§ Written request: Reproduce each of the following items line for line, with no changes.

[Start of Records]

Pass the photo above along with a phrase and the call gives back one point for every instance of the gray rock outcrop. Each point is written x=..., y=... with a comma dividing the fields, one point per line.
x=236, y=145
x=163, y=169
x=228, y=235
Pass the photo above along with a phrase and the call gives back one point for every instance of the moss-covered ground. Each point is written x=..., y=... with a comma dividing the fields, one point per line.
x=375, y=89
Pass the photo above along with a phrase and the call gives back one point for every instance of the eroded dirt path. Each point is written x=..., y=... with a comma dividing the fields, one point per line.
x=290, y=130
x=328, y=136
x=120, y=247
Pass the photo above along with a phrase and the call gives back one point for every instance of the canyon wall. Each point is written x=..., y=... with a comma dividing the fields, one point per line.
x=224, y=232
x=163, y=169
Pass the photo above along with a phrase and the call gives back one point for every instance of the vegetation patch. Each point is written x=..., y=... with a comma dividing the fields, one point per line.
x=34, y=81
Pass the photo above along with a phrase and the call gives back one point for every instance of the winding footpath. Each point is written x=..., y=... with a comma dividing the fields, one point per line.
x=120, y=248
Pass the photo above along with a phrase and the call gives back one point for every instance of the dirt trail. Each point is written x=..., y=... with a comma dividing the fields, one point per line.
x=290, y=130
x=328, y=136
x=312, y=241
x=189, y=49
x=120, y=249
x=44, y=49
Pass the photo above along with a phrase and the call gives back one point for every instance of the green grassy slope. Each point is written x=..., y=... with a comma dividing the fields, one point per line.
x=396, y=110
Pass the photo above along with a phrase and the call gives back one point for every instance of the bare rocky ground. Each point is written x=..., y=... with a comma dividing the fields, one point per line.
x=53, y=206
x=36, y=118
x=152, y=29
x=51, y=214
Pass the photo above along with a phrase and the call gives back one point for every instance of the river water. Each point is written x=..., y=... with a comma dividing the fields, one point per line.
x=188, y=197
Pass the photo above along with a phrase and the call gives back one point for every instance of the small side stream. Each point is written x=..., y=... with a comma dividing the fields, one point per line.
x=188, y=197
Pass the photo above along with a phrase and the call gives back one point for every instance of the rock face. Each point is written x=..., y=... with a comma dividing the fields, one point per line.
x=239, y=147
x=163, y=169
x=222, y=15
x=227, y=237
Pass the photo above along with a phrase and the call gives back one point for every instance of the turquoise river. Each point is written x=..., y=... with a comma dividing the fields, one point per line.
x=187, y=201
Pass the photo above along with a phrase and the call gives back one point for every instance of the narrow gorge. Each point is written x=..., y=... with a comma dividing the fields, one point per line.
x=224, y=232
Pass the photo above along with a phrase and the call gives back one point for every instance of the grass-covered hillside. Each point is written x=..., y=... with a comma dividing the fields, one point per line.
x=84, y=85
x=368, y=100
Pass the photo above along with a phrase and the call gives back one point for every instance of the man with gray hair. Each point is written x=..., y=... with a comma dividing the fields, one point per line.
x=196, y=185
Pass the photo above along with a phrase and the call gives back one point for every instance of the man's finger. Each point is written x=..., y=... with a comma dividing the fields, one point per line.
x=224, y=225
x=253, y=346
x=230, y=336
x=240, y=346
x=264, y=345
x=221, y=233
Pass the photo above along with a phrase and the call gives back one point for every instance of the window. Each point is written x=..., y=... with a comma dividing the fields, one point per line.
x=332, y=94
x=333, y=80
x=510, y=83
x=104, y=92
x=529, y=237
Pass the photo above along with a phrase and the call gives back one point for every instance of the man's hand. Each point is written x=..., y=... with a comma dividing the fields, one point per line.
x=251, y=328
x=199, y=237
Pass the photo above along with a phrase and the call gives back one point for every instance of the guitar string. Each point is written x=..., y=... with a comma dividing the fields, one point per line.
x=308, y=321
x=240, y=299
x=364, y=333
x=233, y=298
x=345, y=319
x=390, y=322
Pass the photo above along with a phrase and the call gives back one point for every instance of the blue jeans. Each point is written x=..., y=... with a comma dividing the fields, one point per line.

[End of Records]

§ Exercise output:
Pass the photo above along with a phrase and the call gives back one point for every instance of the gray rock outcrop. Each point is written x=..., y=... with a comma dividing the fields, one point per line.
x=236, y=145
x=163, y=169
x=228, y=235
Pass the photo above along with a phrase and the call gives back one point for every instance of the moss-covered ground. Each point is written x=..., y=... with a comma dividing the fields, one point per line.
x=375, y=89
Pass the photo above along with a phrase and the call gives back one point for every instance of the eroded dirt path. Each point is written x=..., y=... with a comma dividing the fields, one point per line.
x=290, y=130
x=328, y=136
x=120, y=247
Pass the photo above along with a phrase and the call gives back one point for every instance of the canyon wall. Each point is written x=..., y=... with a comma dividing the fields, one point per line.
x=224, y=232
x=163, y=169
Pass the photo above along with a phrase and the call gives back one point for every instance of the vegetation patch. Each point is written x=..., y=... with a comma dividing the fields, one point per line.
x=34, y=81
Pass the photo above along with a phrase and the call gives back one point for every instance of the winding footpath. Each point is written x=..., y=... with a comma dividing the fields, one point per line.
x=120, y=248
Pass the photo above along with a phrase and the call gives back one point for every instance of the dirt trail. Each point is written x=..., y=... with a comma dividing the fields, one point per line.
x=290, y=130
x=328, y=136
x=312, y=241
x=189, y=49
x=120, y=249
x=44, y=49
Pass the photo above along with a phrase and the call gives back one point for every instance of the green grassy slope. Each point is written x=..., y=... with a comma dividing the fields, one point per line.
x=396, y=110
Pass the photo above along with a phrase and the call gives back one point for every instance of the bare rocky ground. Each point is written x=..., y=... with a comma dividing the fields, one point per line.
x=53, y=206
x=36, y=118
x=152, y=29
x=51, y=214
Pass the photo above along with a phrase and the call gives back one point for every instance of the river water. Each point is written x=..., y=... with a comma dividing the fields, one point per line.
x=188, y=197
Pass the photo above along with a phrase and the call gives back one point for every instance of the small side stream. Each point is written x=..., y=... with a comma dividing the fields, one point per line.
x=188, y=197
Pass the photo above along with a phrase and the call gives back one point for every instance of the rock face. Each point is written x=..., y=... with a comma dividing the fields, one point per line.
x=239, y=147
x=163, y=169
x=222, y=15
x=227, y=237
Pass the photo above along with a phrase and the call gives back one point for every instance of the turquoise river. Each point is written x=..., y=... with a comma dividing the fields, one point per line.
x=187, y=201
Pass the photo above along with a phrase and the call gives back one point for every instance of the narrow gorge. Each point is written x=..., y=... with a comma dividing the fields, one point per line.
x=224, y=232
Pass the photo above along with a phrase and the call gives back one point for every instance of the grass-covered hillside. Each point is written x=..., y=... with a comma dividing the fields, one point per line.
x=84, y=85
x=368, y=100
Pass the photo above along with a phrase and the call gives back one point for every instance of the man with gray hair. Each point is written x=..., y=... with a comma dividing the fields, one point per line.
x=196, y=185
Pass the photo above along with a phrase and the call gives back one point for every instance of the man's finger. Each point is written x=..., y=... with a comma dividing the fields, one point per line.
x=224, y=225
x=253, y=346
x=230, y=336
x=240, y=346
x=264, y=345
x=221, y=233
Pass the photo above along with a phrase and the call gives back one point for every instance of the window. Each point is written x=..., y=... with a comma dividing the fields, one point per line.
x=332, y=94
x=333, y=80
x=510, y=83
x=104, y=92
x=529, y=237
Pass the photo above along with a phrase and the call gives back one point for every instance of the man's hand. Each point is written x=..., y=... with a comma dividing the fields, one point per line.
x=251, y=328
x=199, y=237
Pass the photo above along with a phrase and the call gives back one point for every instance of the guitar string. Each point is written x=..., y=... with a comma dividing the fields, one point per line.
x=308, y=321
x=240, y=299
x=364, y=333
x=233, y=298
x=345, y=319
x=390, y=322
Pass the photo above along with a phrase and the call gives back one point for every instance of the blue jeans. Each point is written x=..., y=... with a comma dividing the fields, one point per line.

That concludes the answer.